**Vorliegender Auszug**
_ _ _

«Die ETH gibt im Zentrum Wohnfläche zurück»
Die ETH wird in den nächsten Jahren wachsen. Dadurch benötigen neue Studierende und Professoren zusätzliche Arbeits-, Studier- und Laborplätze. Die Anwohner im Zentrum fürchten sich vor den Ausbauplänen. Roman Boutellier, ETH-Vizepräsident für Personal und Ressourcen, versteht die Ängste der Anwohner und erklärt, warum diese unbegründet sind.
Die Anwohner der Sonneggstrasse fühlen
sich durch die Ausbaupläne der ETH Zürich im Zentrum bedrängt und haben Angst,
dass sie aus ihren Wohnungen und Geschäften vertrieben werden. Können Sie dies verstehen?
Roman
Boutellier: Ja, das verstehe ich sehr gut. Die Anwohner haben
Eigentumswohnungen gekauft und fürchten, dass sie dort ausziehen müssen. Seit
rund 40 Jahren baut die ETH erstmals im Quartier an der Leonhardstrasse ein
neues Gebäude. Es ist eine gewaltige Baustelle und eventuell entsteht der
Eindruck, dass ein solcher Neubau jetzt auch für die Sonneggstrasse geplant ist.
Und ist etwas geplant?
Um es
klar und deutlich zu sagen: in diesem Gebiet ist bis heute kein Neubau
vorgesehen. Die Ängste sind verständlich, aber unbegründet.
Die Anwohner beklagen auch, dass sie
nicht ausreichend informiert wurden.

_ _ _

**Anweisung**
An welcher Strasse baut die ETH laut dem Interview zum ETH-Ausbau zum ersten Mal seit rund 40 Jahren ein neues Gebäude im Quartier? Die Zeilen stammen aus einer anderen Quelle.

Gespeicherte Einträge:
_ _ _

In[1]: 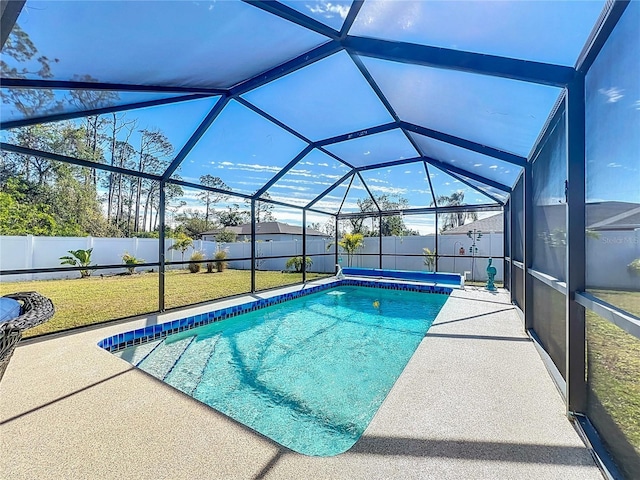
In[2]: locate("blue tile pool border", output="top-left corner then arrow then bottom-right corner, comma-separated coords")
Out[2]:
98,278 -> 453,352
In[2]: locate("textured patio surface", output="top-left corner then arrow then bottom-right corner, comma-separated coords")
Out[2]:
0,289 -> 603,480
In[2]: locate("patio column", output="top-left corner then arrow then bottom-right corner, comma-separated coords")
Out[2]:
251,198 -> 256,293
433,212 -> 440,273
522,163 -> 533,330
302,209 -> 307,283
565,73 -> 587,414
334,215 -> 340,273
158,180 -> 167,312
378,213 -> 382,270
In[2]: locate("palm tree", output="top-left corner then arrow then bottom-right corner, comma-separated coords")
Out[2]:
169,232 -> 193,262
431,190 -> 478,232
338,233 -> 364,267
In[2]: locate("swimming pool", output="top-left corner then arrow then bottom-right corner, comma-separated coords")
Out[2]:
106,285 -> 448,456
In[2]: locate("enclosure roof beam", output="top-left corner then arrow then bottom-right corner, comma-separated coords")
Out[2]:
315,122 -> 399,147
0,0 -> 26,49
434,165 -> 504,205
0,142 -> 162,181
242,0 -> 340,40
166,178 -> 251,200
342,35 -> 576,87
338,172 -> 356,213
162,96 -> 229,181
229,41 -> 342,96
424,157 -> 511,193
0,77 -> 228,95
355,157 -> 424,172
0,94 -> 211,130
234,97 -> 353,168
253,145 -> 313,199
340,0 -> 364,40
304,170 -> 353,211
576,0 -> 630,75
337,204 -> 502,220
356,172 -> 380,212
400,121 -> 527,167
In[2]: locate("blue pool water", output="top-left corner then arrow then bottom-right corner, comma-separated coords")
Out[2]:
117,286 -> 448,456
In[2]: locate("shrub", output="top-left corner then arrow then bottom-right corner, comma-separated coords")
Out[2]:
213,250 -> 227,272
189,251 -> 204,273
285,257 -> 313,273
216,228 -> 238,243
122,252 -> 144,275
338,233 -> 364,267
60,248 -> 93,278
422,248 -> 436,272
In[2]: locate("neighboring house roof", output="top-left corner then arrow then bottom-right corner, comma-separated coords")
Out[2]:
442,213 -> 504,235
202,222 -> 329,237
585,202 -> 640,230
442,202 -> 640,235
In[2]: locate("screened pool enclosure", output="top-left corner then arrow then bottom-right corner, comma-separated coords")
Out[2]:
0,0 -> 640,478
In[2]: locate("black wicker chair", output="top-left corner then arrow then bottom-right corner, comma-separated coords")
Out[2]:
0,292 -> 55,380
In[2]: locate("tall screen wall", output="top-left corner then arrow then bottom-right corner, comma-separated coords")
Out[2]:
585,2 -> 640,478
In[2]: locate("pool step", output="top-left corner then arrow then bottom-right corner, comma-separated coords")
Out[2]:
165,334 -> 222,395
113,340 -> 162,367
138,337 -> 194,380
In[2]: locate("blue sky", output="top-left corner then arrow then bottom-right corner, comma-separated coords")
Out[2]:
2,0 -> 640,231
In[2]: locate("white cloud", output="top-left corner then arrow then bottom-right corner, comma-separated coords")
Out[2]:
598,87 -> 624,103
369,185 -> 407,195
305,0 -> 349,20
366,178 -> 389,183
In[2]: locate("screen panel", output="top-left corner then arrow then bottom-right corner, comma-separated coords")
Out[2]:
172,101 -> 307,194
243,52 -> 393,141
585,2 -> 640,315
362,57 -> 562,157
349,0 -> 605,66
532,109 -> 567,281
2,1 -> 327,88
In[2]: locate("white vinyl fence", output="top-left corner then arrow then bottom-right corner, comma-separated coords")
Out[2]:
0,234 -> 502,282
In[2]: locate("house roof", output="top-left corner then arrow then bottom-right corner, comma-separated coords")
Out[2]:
442,213 -> 504,235
202,222 -> 329,237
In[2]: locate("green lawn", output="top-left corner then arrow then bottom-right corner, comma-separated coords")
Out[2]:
0,270 -> 326,337
586,290 -> 640,455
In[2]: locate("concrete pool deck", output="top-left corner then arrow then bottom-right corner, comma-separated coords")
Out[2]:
0,287 -> 603,480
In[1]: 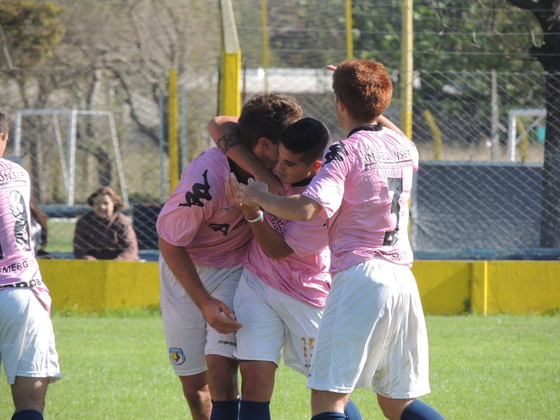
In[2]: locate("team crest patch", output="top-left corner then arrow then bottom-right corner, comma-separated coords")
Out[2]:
169,347 -> 185,365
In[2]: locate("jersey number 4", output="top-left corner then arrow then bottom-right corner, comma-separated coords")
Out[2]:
383,178 -> 402,246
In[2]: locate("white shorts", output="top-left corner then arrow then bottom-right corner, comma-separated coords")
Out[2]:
0,287 -> 61,385
159,257 -> 243,376
307,259 -> 430,399
233,270 -> 323,376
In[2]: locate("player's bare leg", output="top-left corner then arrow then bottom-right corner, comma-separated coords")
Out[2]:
179,372 -> 212,420
206,355 -> 239,420
239,361 -> 278,420
311,389 -> 350,419
377,394 -> 444,420
11,376 -> 49,418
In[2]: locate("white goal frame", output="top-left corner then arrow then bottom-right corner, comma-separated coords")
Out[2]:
14,109 -> 129,207
508,109 -> 546,162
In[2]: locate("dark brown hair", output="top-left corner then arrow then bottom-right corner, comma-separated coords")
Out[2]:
239,92 -> 303,150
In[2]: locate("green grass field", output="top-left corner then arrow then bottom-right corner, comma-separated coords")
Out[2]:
0,312 -> 560,420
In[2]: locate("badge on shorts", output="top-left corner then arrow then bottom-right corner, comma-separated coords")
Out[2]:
169,347 -> 185,365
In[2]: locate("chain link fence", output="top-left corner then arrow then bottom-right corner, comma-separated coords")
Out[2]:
0,1 -> 560,258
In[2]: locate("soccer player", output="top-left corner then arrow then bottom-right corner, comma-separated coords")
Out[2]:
0,108 -> 60,420
228,60 -> 443,420
157,93 -> 301,420
208,117 -> 362,420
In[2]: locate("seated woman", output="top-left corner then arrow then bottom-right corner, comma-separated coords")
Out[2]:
74,187 -> 140,261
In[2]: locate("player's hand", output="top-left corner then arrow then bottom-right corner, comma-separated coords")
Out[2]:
226,174 -> 268,207
200,298 -> 243,334
255,171 -> 284,195
226,174 -> 260,213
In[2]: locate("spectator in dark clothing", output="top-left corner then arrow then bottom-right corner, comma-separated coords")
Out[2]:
74,187 -> 139,261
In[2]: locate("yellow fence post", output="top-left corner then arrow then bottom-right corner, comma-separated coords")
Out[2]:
220,0 -> 241,116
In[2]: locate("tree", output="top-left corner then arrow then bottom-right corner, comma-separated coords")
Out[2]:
0,0 -> 65,202
508,0 -> 560,248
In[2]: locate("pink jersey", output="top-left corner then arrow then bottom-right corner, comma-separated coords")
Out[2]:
0,158 -> 51,310
303,125 -> 418,272
157,147 -> 252,268
243,181 -> 331,308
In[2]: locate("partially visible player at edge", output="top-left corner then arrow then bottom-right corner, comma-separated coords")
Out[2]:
157,93 -> 301,420
228,60 -> 443,420
209,117 -> 362,420
0,108 -> 60,420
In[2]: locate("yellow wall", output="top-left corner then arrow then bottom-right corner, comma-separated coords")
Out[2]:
39,260 -> 560,315
39,260 -> 159,312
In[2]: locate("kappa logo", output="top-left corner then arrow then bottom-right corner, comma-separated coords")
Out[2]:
323,142 -> 348,166
208,223 -> 229,236
179,169 -> 212,207
169,347 -> 185,365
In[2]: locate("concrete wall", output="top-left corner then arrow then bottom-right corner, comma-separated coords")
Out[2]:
39,260 -> 560,315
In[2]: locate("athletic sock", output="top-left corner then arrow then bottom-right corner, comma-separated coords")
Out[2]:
401,400 -> 445,420
210,399 -> 239,420
12,410 -> 43,420
344,399 -> 363,420
239,399 -> 270,420
311,411 -> 346,420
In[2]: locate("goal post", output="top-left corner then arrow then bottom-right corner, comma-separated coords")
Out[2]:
508,109 -> 546,162
14,109 -> 129,207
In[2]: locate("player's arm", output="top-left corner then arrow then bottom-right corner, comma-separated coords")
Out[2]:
226,176 -> 294,259
159,238 -> 242,334
206,116 -> 283,194
226,174 -> 322,221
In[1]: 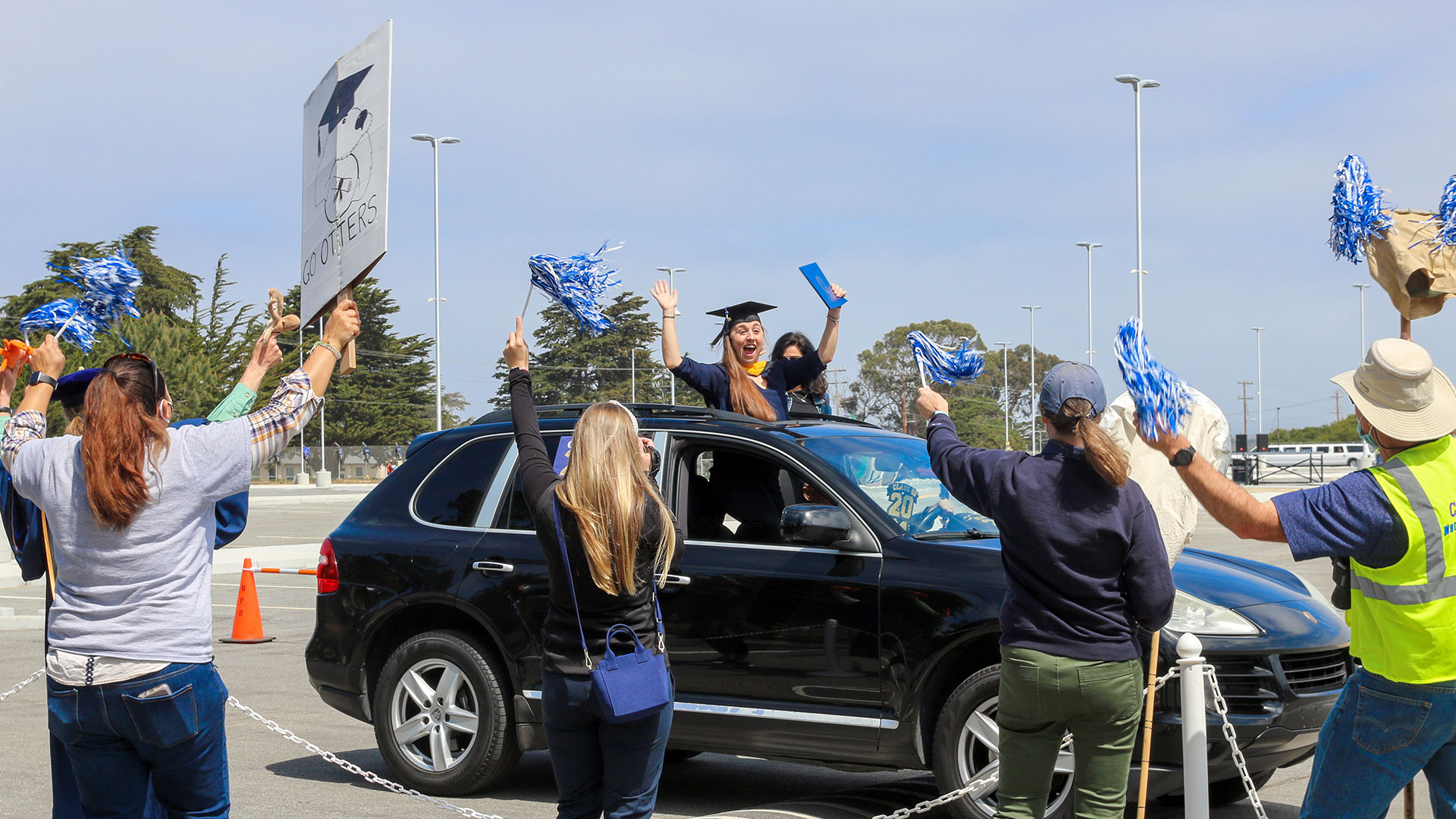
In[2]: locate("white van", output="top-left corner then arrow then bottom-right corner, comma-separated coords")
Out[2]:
1260,441 -> 1374,469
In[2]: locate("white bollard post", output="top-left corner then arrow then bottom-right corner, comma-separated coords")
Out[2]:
1178,634 -> 1209,819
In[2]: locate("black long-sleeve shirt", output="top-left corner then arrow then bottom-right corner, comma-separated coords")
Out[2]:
926,414 -> 1174,661
510,369 -> 682,675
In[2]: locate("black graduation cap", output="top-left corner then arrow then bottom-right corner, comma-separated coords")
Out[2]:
318,65 -> 374,131
708,302 -> 774,345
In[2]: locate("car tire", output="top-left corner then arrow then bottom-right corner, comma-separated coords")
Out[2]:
930,664 -> 1075,819
1157,771 -> 1274,808
374,631 -> 521,795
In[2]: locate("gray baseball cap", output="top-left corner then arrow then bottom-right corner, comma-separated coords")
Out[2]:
1041,362 -> 1106,416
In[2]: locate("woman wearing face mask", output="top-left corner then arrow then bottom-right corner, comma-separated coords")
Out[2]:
769,331 -> 834,416
0,302 -> 359,817
504,319 -> 682,819
652,281 -> 845,421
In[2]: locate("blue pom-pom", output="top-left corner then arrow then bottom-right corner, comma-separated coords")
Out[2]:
20,299 -> 100,353
20,249 -> 141,353
1436,175 -> 1456,246
905,329 -> 986,384
1329,153 -> 1391,262
1114,318 -> 1192,440
527,243 -> 622,335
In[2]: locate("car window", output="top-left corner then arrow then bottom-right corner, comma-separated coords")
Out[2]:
491,435 -> 571,532
802,436 -> 997,535
679,444 -> 809,544
415,438 -> 511,526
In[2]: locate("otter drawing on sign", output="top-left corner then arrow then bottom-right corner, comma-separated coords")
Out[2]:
313,65 -> 374,224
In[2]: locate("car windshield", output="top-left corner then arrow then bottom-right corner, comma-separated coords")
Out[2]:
802,436 -> 997,536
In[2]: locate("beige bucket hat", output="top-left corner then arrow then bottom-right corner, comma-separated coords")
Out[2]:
1329,338 -> 1456,441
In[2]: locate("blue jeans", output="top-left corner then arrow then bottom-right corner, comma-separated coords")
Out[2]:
541,673 -> 673,819
46,663 -> 230,819
1299,669 -> 1456,819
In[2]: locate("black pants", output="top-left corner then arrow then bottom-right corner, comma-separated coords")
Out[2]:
541,673 -> 673,819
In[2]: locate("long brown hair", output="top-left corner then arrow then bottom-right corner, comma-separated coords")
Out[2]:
556,400 -> 677,595
723,338 -> 779,421
82,359 -> 171,529
1041,398 -> 1128,487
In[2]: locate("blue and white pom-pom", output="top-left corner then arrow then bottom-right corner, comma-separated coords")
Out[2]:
20,299 -> 100,353
1114,318 -> 1192,440
20,249 -> 141,353
1329,153 -> 1391,262
905,329 -> 986,384
527,243 -> 622,335
1436,175 -> 1456,248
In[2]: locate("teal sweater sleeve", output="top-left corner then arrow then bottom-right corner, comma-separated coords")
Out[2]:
207,383 -> 258,422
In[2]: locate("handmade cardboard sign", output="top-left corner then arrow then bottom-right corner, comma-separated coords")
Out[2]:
300,20 -> 394,373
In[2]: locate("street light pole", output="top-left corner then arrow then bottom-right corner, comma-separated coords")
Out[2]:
1078,242 -> 1102,359
1351,284 -> 1370,355
996,341 -> 1010,449
1249,326 -> 1264,433
1112,74 -> 1162,321
410,134 -> 460,431
1021,305 -> 1041,455
657,267 -> 687,403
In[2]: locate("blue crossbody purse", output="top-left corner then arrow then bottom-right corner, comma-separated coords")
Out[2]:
552,498 -> 673,724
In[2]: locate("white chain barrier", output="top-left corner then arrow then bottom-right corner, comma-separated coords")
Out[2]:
0,663 -> 1268,819
0,669 -> 46,702
228,697 -> 500,819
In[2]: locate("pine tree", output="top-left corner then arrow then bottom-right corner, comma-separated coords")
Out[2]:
494,291 -> 673,408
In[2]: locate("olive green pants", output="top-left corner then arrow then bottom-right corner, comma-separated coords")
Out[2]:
996,645 -> 1143,819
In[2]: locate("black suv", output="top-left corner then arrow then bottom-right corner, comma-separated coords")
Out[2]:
307,405 -> 1348,819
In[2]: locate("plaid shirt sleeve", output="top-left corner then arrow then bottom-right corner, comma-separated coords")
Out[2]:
247,370 -> 323,469
0,410 -> 46,471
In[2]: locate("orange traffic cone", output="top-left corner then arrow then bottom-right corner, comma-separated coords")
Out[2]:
223,557 -> 272,642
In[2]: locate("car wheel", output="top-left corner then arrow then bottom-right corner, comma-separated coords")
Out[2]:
1157,771 -> 1274,808
930,664 -> 1073,819
374,631 -> 521,795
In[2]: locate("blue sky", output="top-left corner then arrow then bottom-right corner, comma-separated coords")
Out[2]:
0,2 -> 1456,431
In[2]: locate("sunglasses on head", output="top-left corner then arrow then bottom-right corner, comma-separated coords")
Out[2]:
100,353 -> 162,400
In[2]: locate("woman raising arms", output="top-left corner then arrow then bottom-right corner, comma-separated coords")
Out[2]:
652,280 -> 845,421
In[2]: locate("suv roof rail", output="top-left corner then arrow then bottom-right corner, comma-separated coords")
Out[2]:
472,403 -> 763,424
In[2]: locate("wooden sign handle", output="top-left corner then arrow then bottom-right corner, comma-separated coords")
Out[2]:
334,287 -> 354,376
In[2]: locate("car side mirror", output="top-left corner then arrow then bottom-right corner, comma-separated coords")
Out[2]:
779,504 -> 855,547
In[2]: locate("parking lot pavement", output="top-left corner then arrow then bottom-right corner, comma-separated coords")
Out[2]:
0,478 -> 1431,819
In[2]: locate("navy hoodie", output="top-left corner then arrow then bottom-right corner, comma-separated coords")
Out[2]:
926,413 -> 1174,661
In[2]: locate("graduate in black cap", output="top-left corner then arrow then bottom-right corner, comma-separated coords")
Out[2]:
652,280 -> 845,421
652,281 -> 845,542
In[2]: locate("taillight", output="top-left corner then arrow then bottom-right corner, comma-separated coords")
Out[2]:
318,538 -> 339,595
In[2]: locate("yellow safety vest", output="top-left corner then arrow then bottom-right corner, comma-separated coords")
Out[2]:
1345,436 -> 1456,683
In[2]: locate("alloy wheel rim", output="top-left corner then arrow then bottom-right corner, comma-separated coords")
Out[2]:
956,695 -> 1073,816
389,657 -> 481,774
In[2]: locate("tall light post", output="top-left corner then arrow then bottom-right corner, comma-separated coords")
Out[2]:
1249,326 -> 1264,433
410,134 -> 460,431
1112,74 -> 1162,321
657,267 -> 687,403
1078,242 -> 1102,359
1351,284 -> 1370,355
996,341 -> 1010,449
1021,305 -> 1041,455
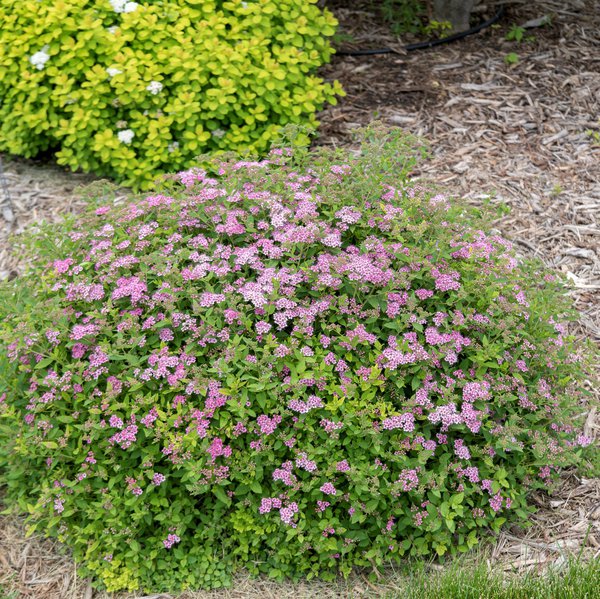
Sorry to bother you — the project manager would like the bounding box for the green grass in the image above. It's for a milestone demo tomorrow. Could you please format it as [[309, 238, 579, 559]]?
[[385, 560, 600, 599]]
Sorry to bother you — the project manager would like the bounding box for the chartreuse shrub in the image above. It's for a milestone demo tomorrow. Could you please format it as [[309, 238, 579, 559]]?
[[0, 0, 341, 187], [0, 132, 589, 590]]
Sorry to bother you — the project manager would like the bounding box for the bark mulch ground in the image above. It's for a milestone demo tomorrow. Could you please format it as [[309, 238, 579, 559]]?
[[0, 0, 600, 599]]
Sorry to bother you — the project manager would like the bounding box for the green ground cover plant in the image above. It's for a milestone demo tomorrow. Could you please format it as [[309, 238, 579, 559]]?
[[0, 0, 341, 188], [0, 130, 590, 591], [384, 558, 600, 599]]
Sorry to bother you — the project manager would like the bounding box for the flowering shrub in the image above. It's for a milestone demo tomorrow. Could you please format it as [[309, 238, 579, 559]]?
[[0, 133, 589, 590], [0, 0, 341, 187]]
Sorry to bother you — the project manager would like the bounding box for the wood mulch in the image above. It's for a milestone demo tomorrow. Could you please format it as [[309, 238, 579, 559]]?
[[0, 0, 600, 599]]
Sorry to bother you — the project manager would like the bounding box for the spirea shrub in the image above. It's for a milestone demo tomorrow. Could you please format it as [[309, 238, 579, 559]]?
[[0, 0, 341, 187], [0, 133, 589, 590]]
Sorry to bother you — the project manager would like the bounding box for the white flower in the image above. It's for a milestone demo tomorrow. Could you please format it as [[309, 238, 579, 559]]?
[[110, 0, 139, 12], [146, 81, 162, 96], [117, 129, 135, 144], [29, 46, 50, 70]]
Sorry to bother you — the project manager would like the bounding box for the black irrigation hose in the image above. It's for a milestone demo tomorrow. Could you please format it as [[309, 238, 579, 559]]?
[[336, 6, 504, 56]]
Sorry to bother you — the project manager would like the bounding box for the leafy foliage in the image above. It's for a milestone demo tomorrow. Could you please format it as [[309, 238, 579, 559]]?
[[0, 0, 341, 187], [0, 131, 590, 590]]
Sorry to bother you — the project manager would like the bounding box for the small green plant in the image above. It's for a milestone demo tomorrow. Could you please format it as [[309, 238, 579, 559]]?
[[423, 19, 452, 37], [390, 559, 600, 599], [585, 129, 600, 145], [505, 25, 525, 42], [0, 129, 591, 596], [377, 0, 427, 35]]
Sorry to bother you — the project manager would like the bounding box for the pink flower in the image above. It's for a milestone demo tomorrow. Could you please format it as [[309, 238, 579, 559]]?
[[319, 483, 337, 495]]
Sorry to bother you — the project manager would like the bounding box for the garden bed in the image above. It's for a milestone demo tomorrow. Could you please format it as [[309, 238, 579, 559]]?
[[0, 1, 600, 599]]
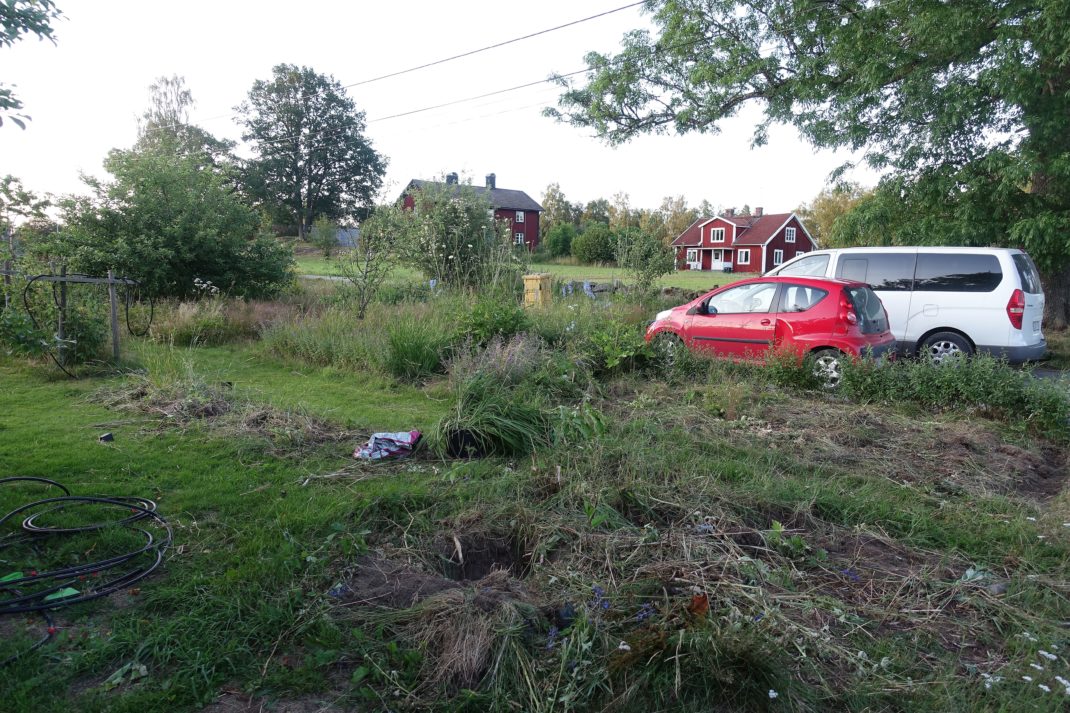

_ _ _

**Endergebnis**
An der Leonhardstrasse.